= EXTRACTED TEXT =

★ ★ ★ ★

The Swarm

Mix it up with The Bee's editorial board.

August 25, 2010
A possible tobacco tax hike, but not until 2012

It looks like California voters will finally get their way on whether to raise tobacco taxes.

It just won't be until the primary in February 2012.

The Secretary of State's office says that the latest initiative to qualify for the ballot is one that would raise the cigarette tax by $1 a pack, with the estimated $855 million in annual proceeds going to cancer research and smoking prevention programs.

As The Bee's editorial board noted last month, even as the Legislature slashes health programs, the vast majority of lawmakers won't look at most increases in tobacco or alcohol taxes to help plug the gaping budget deficit.

Bills last year in both the Assembly and Senate to increase cigarette taxes went nowhere fast. The last two major tobacco tax increases also came through the ballot box, Proposition 99 in 1988 and Proposition 10 in 1998.

While California is stuck, 20 states have increased their tobacco taxes in the past two years, so California's tax is 19th lowest in the country.

August 24, 2010
League of Women voters weighs in on meeting change

More voices are being raised objecting to the Sacramento City Council's decision last week to move a public comment period to the end of meetings from the beginning.

In advance of tonight's meeting, the League of Women Voters sent a letter to the council saying it was "disappointed" by the change, which affects comments on issues not on the council agenda.

The league echoed concerns that because of Regional Transit service cuts that mean no buses or light rail trains start routes after 9 p.m., it might be "impossible" for some residents to speak.

The league suggested an alternative: limit the public comment at the start of meetings to 12 minutes total and put the "overflow" at the end of meetings. The league said that would be much fairer.

Already, the advocates of a "safe ground" campground for the homeless are up in arms. They have been showing up like clockwork and Mayor Kevin Johnson told his colleagues before voting last week against the change that the group was being unfairly targeted.

★ ★ ★ ★

= SUPPLIED ENTRIES =
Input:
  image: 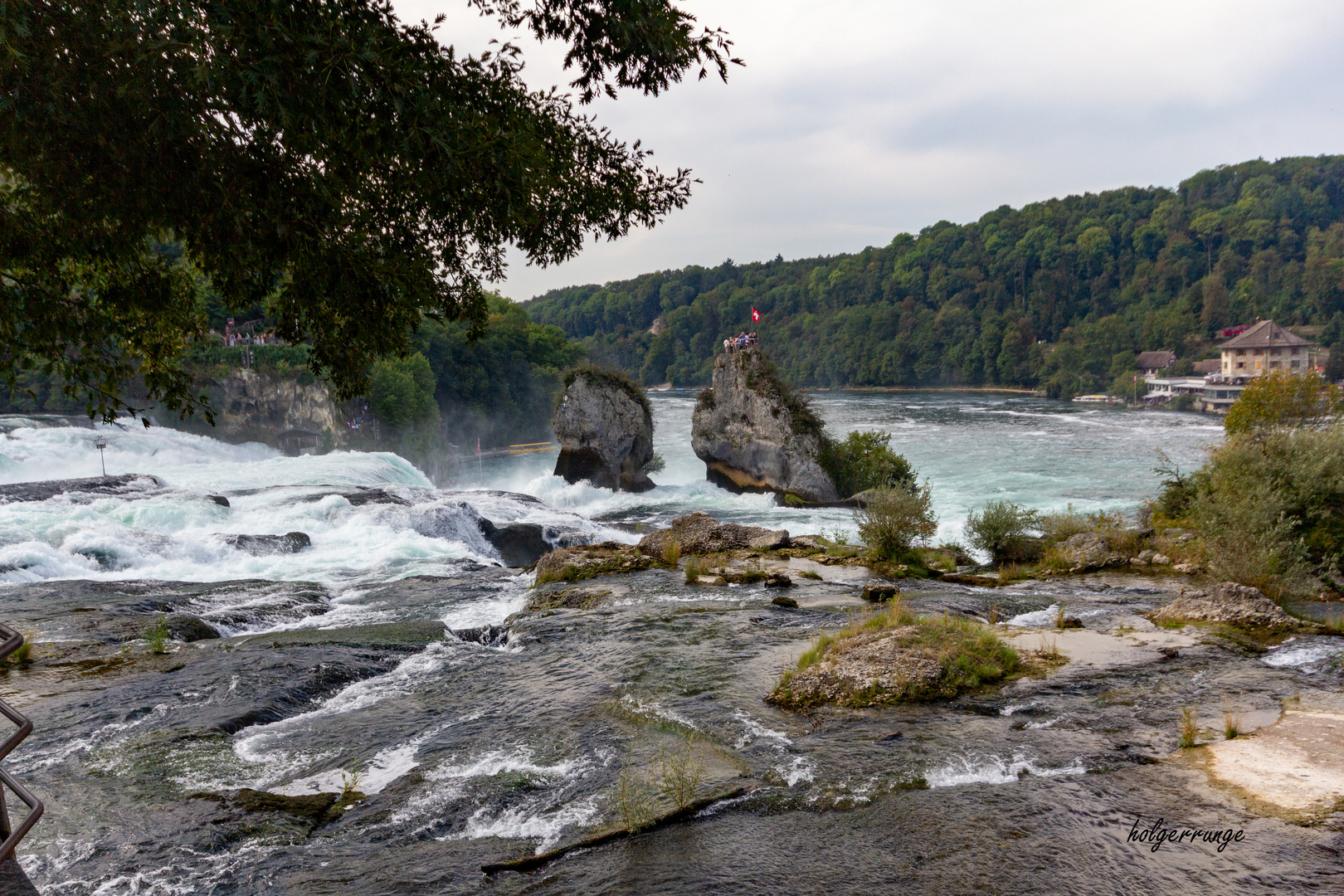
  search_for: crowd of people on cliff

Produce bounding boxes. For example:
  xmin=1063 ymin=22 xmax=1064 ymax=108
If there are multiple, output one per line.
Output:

★ ★ ★ ★

= ACTIONS TO TAKE =
**a)** Answer these questions from The Swarm editorial blog posts:
(i) By how much per pack would the ballot initiative raise the cigarette tax?
(ii) What total time limit did the League of Women Voters propose for public comment at the start of council meetings?
(iii) In what years were Proposition 99 and Proposition 10 passed?
**b)** Set down the stretch of The Swarm editorial blog posts from "It looks like" through "smoking prevention programs.".
**c)** Write the next part of The Swarm editorial blog posts, following on from their last sentence.
The data have no connection to The Swarm editorial blog posts.

= ANSWER LIST =
**a)**
(i) $1 a pack
(ii) 12 minutes
(iii) 1988 and 1998

**b)**
It looks like California voters will finally get their way on whether to raise tobacco taxes.

It just won't be until the primary in February 2012.

The Secretary of State's office says that the latest initiative to qualify for the ballot is one that would raise the cigarette tax by $1 a pack, with the estimated $855 million in annual proceeds going to cancer research and smoking prevention programs.

**c)**
The supporters of the change complained that "special interests" have taken over the comment period, and argued that moving to the end of meetings will allow them to do the public's business more efficiently.

The Bee's editorial board also opposed the change.


August 17, 2010
Sacramento 'crash tax' debate is delayed

Sacramento's "crash tax" is back in the shop.

The City Council was supposed to vote tonight on whether to join a growing number of California cities and start billing out-of-town motorists who have wrecks.

But the city just announced that the debate has been put off -- tentatively until Sept. 14 -- at the request of interim City Manager Gus Vina, who wants more information on what other cities are doing.

The current proposal had already been revised to make clear that only at-fault drivers would be filled for the costs of the fire department responding to crashes, and to include a dispute resolution mechanism.

The Bee's editorial board, however, is still against the plan, which would make California's capital city a bad host and likely cost it more money in lost tourism revenue.

The state insurance association and small business advocacy group also oppose the "crash tax."

The fire department, which is strapped for cash like the rest of City Hall, wants to recover its costs on a sliding scale that starts at $435 any time it responds and goes to $2,275 if a helicopter is used to take the injured to the emergency room.

August 17, 2010
Paul Smith suspends campaign against Rep. Matsui

He was always going to face a really uphill battle.

But Paul Smith, the Republican challenger to Congresswoman Doris Matsui of Sacramento, was running a feisty campaign. When I wrote last week, after Matsui visited the Bee's editorial board, that she was expected to win a third term easily, Smith left me an angry voicemail.

Today, however, he announced he is suspending his campaign due to a lack of money, and is going back to his day job selling homes.

He left himself a small out (and suggested this might be a fund-raising gambit), saying he would jump back in if he raised at least $20,000 by the end of the month.

"All campaigns must have some support from the voters and it has become apparent just relying on my bank account to pay for everything is no longer feasible," he wrote in an email to supporters.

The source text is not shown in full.